WORK TO COMPLETE:
Copy exactly, and only, the lines between the start of the entries below and the line containing "bin in the picture.", both inclusive. Omit pictures.

RECORDS FOR THIS EXERCISE:
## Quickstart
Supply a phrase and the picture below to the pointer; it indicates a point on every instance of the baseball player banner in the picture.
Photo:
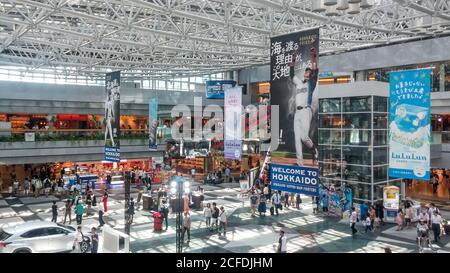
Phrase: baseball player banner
(233, 123)
(294, 79)
(152, 124)
(409, 124)
(294, 179)
(112, 117)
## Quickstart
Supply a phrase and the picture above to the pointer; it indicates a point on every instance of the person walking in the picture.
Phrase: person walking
(54, 212)
(68, 211)
(131, 211)
(105, 202)
(400, 220)
(253, 202)
(282, 243)
(186, 226)
(79, 210)
(436, 221)
(353, 220)
(298, 201)
(215, 216)
(276, 201)
(26, 186)
(207, 213)
(94, 240)
(223, 222)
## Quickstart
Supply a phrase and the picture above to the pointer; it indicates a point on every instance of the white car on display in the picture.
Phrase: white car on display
(39, 237)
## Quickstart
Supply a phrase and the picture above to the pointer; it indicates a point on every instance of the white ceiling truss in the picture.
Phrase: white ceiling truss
(167, 38)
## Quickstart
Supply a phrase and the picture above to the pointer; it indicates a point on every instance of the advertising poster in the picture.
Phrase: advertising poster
(216, 89)
(409, 124)
(112, 117)
(233, 123)
(293, 87)
(294, 179)
(152, 124)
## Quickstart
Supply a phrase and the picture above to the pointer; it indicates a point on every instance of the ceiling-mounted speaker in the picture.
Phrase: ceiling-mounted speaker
(342, 5)
(331, 11)
(317, 6)
(353, 8)
(366, 4)
(330, 2)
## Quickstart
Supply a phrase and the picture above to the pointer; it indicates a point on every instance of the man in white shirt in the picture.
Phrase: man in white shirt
(436, 220)
(282, 243)
(276, 201)
(223, 221)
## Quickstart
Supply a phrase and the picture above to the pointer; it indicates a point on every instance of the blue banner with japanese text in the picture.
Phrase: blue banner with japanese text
(294, 179)
(409, 124)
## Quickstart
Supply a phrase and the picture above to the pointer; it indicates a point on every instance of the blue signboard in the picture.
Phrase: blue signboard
(409, 124)
(294, 179)
(216, 89)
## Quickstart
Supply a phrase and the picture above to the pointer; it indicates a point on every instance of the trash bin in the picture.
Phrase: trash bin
(157, 221)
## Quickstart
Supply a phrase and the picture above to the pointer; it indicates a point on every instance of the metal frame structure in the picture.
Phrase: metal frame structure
(175, 38)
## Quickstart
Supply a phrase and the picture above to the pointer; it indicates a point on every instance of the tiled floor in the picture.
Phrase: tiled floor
(306, 232)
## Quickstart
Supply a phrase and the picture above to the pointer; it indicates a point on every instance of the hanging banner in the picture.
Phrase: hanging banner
(112, 117)
(294, 179)
(233, 123)
(152, 124)
(293, 87)
(409, 127)
(216, 89)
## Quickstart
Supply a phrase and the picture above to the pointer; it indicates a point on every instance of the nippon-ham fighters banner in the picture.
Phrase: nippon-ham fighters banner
(294, 179)
(294, 75)
(409, 127)
(233, 123)
(112, 117)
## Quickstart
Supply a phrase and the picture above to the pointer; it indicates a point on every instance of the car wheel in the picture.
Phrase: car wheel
(22, 251)
(84, 247)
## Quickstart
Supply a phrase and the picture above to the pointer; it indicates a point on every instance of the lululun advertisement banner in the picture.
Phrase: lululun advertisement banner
(216, 89)
(112, 117)
(294, 179)
(409, 124)
(294, 76)
(233, 123)
(152, 124)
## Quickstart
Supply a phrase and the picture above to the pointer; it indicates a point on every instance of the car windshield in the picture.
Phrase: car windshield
(66, 227)
(4, 235)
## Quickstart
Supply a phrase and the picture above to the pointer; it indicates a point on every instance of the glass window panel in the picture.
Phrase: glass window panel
(330, 170)
(357, 137)
(380, 137)
(357, 104)
(329, 153)
(357, 121)
(357, 173)
(330, 105)
(380, 156)
(330, 121)
(380, 121)
(380, 104)
(357, 155)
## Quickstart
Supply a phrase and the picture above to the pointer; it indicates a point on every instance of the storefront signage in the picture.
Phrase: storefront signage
(409, 127)
(216, 89)
(233, 123)
(112, 117)
(153, 124)
(294, 75)
(294, 179)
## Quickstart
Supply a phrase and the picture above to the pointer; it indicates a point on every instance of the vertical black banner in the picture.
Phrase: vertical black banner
(294, 79)
(112, 117)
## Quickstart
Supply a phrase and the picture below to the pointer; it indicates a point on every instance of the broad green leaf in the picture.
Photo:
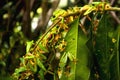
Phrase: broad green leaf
(40, 64)
(76, 47)
(63, 60)
(21, 69)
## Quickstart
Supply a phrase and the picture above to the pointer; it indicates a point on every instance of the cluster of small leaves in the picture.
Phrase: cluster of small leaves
(42, 57)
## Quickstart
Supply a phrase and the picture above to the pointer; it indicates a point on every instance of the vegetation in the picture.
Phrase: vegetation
(81, 44)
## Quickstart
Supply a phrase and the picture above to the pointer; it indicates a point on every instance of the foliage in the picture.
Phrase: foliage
(72, 50)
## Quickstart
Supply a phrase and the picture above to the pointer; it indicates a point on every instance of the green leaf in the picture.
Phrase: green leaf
(43, 48)
(40, 64)
(107, 51)
(29, 44)
(77, 52)
(63, 60)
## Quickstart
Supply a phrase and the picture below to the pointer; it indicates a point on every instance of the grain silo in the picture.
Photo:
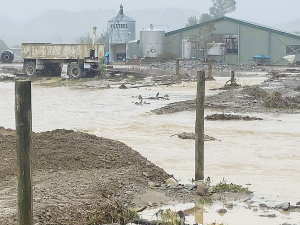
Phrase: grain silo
(121, 29)
(152, 42)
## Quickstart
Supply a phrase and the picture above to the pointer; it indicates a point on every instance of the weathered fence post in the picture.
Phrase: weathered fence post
(210, 70)
(23, 141)
(177, 67)
(232, 81)
(199, 128)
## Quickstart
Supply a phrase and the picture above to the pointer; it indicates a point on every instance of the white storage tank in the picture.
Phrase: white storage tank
(217, 49)
(121, 28)
(186, 51)
(152, 42)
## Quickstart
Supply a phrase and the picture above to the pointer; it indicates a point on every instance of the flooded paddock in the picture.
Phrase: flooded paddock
(263, 154)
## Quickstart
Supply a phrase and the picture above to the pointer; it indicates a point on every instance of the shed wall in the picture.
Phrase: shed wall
(252, 40)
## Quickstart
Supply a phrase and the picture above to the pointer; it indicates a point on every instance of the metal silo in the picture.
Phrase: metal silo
(121, 28)
(152, 42)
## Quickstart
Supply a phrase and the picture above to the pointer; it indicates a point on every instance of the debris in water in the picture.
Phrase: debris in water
(224, 116)
(185, 135)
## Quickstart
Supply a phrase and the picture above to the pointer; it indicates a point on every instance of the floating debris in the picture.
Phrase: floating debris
(224, 116)
(185, 135)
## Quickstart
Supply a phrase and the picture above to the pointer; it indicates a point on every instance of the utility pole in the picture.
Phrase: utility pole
(199, 127)
(23, 116)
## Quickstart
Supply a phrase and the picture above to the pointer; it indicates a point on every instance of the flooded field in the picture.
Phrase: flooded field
(263, 154)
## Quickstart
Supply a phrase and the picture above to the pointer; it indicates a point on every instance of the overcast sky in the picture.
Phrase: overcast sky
(267, 12)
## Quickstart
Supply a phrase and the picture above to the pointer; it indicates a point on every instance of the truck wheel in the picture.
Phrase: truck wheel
(29, 69)
(74, 70)
(7, 56)
(53, 69)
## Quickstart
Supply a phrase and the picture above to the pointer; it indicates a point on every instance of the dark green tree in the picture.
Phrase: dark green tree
(218, 9)
(191, 21)
(222, 7)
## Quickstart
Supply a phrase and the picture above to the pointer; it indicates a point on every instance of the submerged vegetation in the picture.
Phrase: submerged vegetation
(224, 187)
(167, 217)
(274, 99)
(113, 212)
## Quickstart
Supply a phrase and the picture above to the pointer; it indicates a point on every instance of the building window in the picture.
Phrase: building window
(292, 49)
(231, 43)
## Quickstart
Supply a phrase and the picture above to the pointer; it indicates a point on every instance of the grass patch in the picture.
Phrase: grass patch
(112, 212)
(224, 187)
(167, 217)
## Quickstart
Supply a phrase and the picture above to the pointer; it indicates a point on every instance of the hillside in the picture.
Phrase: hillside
(59, 26)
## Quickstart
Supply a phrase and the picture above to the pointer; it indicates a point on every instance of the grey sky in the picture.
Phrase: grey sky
(266, 12)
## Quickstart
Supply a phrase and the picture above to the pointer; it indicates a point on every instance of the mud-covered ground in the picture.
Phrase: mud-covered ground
(278, 94)
(74, 172)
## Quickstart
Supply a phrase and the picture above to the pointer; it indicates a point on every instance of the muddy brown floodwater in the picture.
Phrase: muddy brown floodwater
(263, 153)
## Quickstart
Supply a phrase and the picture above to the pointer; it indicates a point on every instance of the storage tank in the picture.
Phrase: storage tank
(152, 42)
(217, 49)
(121, 28)
(186, 51)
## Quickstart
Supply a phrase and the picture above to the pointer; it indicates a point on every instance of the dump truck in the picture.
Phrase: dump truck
(48, 59)
(7, 56)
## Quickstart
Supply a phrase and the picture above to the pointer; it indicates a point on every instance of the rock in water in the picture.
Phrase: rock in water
(285, 206)
(201, 190)
(171, 181)
(221, 211)
(151, 184)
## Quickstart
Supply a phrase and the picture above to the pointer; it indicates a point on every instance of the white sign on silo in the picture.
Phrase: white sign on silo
(152, 42)
(186, 51)
(121, 28)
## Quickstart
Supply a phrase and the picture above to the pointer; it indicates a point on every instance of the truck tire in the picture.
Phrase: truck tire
(29, 69)
(53, 69)
(7, 57)
(74, 70)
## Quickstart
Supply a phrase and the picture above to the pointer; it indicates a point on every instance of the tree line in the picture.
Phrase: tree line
(218, 9)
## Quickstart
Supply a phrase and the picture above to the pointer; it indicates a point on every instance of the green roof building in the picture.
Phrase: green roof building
(236, 42)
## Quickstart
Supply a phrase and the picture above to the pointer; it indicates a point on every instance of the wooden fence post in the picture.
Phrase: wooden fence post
(232, 81)
(210, 70)
(199, 128)
(177, 67)
(23, 140)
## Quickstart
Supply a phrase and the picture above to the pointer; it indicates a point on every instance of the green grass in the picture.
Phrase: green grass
(224, 187)
(167, 217)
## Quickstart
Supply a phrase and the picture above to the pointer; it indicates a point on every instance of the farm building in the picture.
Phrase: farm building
(236, 42)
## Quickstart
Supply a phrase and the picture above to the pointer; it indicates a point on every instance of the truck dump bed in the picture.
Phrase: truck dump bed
(60, 51)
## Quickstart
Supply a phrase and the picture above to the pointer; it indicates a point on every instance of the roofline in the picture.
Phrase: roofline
(236, 21)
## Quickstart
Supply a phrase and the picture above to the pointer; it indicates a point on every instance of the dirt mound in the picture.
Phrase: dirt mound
(72, 173)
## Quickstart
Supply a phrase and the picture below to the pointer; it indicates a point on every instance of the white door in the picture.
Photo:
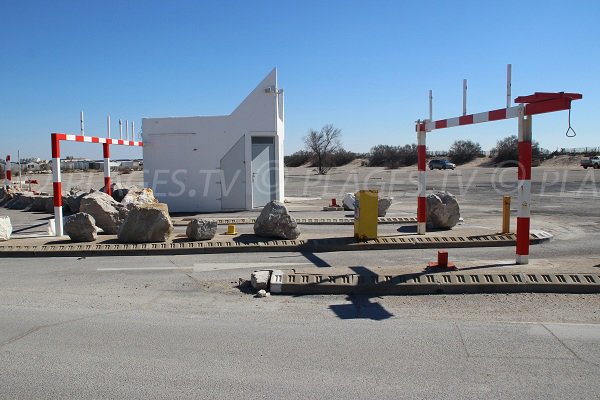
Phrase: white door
(263, 170)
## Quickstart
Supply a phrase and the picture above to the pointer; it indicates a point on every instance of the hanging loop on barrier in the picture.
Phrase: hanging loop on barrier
(570, 128)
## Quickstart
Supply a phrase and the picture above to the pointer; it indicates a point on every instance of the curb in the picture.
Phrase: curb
(69, 249)
(304, 221)
(288, 282)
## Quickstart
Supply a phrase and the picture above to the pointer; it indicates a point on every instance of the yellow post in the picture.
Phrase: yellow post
(365, 215)
(506, 214)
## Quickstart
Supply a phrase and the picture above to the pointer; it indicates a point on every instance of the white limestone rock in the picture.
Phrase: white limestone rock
(443, 211)
(275, 221)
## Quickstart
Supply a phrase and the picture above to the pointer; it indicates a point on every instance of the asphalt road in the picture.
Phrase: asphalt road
(178, 327)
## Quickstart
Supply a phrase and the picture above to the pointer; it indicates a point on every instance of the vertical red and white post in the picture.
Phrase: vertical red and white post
(421, 163)
(7, 172)
(524, 188)
(57, 185)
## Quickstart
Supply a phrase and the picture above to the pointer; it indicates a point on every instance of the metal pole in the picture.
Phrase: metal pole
(524, 188)
(421, 200)
(19, 158)
(57, 186)
(106, 151)
(464, 97)
(81, 122)
(506, 214)
(431, 105)
(508, 84)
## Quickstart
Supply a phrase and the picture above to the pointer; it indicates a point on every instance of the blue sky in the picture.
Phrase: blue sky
(364, 66)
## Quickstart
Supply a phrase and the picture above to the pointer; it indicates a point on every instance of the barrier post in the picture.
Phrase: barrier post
(524, 189)
(106, 151)
(421, 161)
(8, 171)
(506, 214)
(56, 185)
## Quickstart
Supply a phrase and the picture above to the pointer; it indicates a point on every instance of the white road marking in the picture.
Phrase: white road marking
(204, 267)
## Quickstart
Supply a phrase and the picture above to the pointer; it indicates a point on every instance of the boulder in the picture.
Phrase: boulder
(146, 223)
(20, 201)
(201, 229)
(349, 201)
(275, 221)
(42, 204)
(383, 204)
(136, 196)
(107, 213)
(443, 211)
(72, 201)
(5, 228)
(81, 227)
(260, 279)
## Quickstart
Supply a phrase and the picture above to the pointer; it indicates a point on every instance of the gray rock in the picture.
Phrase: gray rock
(260, 279)
(107, 213)
(42, 204)
(275, 221)
(136, 196)
(81, 227)
(443, 211)
(146, 223)
(349, 201)
(20, 201)
(5, 228)
(72, 201)
(383, 204)
(201, 229)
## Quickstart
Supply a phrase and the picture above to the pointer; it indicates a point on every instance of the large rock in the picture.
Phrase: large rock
(260, 279)
(443, 211)
(201, 229)
(81, 227)
(383, 204)
(146, 223)
(5, 228)
(20, 201)
(42, 203)
(107, 213)
(72, 201)
(136, 196)
(275, 221)
(349, 201)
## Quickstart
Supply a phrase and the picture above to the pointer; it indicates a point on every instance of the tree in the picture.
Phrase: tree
(507, 151)
(321, 145)
(463, 151)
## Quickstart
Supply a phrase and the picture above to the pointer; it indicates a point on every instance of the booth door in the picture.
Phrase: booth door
(263, 170)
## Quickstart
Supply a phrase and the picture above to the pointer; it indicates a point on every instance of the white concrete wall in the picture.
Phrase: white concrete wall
(182, 154)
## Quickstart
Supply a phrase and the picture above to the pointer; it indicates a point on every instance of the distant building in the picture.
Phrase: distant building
(229, 162)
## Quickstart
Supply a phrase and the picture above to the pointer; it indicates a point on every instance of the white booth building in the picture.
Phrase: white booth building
(219, 163)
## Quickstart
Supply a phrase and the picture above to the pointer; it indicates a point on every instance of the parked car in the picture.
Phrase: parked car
(441, 164)
(593, 162)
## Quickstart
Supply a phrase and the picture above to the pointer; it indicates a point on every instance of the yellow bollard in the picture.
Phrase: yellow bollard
(231, 229)
(506, 214)
(365, 215)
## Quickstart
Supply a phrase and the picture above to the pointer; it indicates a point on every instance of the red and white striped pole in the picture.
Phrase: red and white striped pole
(524, 187)
(106, 151)
(56, 185)
(8, 172)
(421, 158)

OUTPUT BELOW:
## Quickstart
Supply a phrase and the picture below to the pointer; it indicates a point on every instance of the baseball player banner in the picture.
Photo:
Phrase: baseball player banner
(233, 123)
(294, 79)
(152, 124)
(409, 124)
(294, 179)
(112, 117)
## Quickstart
Supply a phrase and the picture above to the pointer; it indicates a point on every instance of the person walking in the picture.
Phrase: person walking
(54, 212)
(68, 211)
(131, 211)
(105, 202)
(400, 220)
(253, 202)
(282, 243)
(186, 226)
(79, 210)
(436, 221)
(353, 220)
(298, 201)
(215, 216)
(276, 201)
(26, 186)
(207, 213)
(94, 240)
(223, 222)
## Quickstart
Supply a phrase and the picture above to the pointer; it indicates a point on every instance of the white car on display in the picture.
Phrase: white car on display
(39, 237)
## Quickstart
Supply a phrase and the picture above to the pointer; it indicates a point on every instance of the white ceiling truss in the picture.
Phrase: white ceiling truss
(167, 38)
## Quickstart
Supply a phrase and the picture above to the pointer; it indicates a point on every instance of the advertising poster in the picture.
Phrase: advertising poster
(216, 89)
(409, 124)
(112, 117)
(233, 123)
(293, 87)
(294, 179)
(152, 124)
## Quickstart
Supply a phrase and the picture above to the pointer; it indicates a point on every instance of the ceiling-mounted speaker in the picture.
Phrase: ceiling-mounted speaker
(342, 5)
(331, 11)
(317, 6)
(353, 8)
(366, 4)
(330, 2)
## Quickstart
Supply a phrase and the picture above to the pointer; it indicates a point on every instance of the man in white shirt in the picture.
Phrase: man in white shirt
(436, 220)
(282, 243)
(276, 201)
(223, 221)
## Quickstart
Supply a phrase and the picture above to the pointer; it indicates a point on every instance of the blue banner with japanese text in the picture.
Phrase: blue banner with japanese text
(294, 179)
(409, 124)
## Quickstart
Supply a phrase and the picture above to the pointer; it indicates a point on every instance of the blue signboard in the picture.
Phrase: blue signboard
(409, 124)
(294, 179)
(216, 89)
## Quickstart
Supply a phrase and the picture above to the pointer; it indicates a point on every instance of the trash bin in the picture.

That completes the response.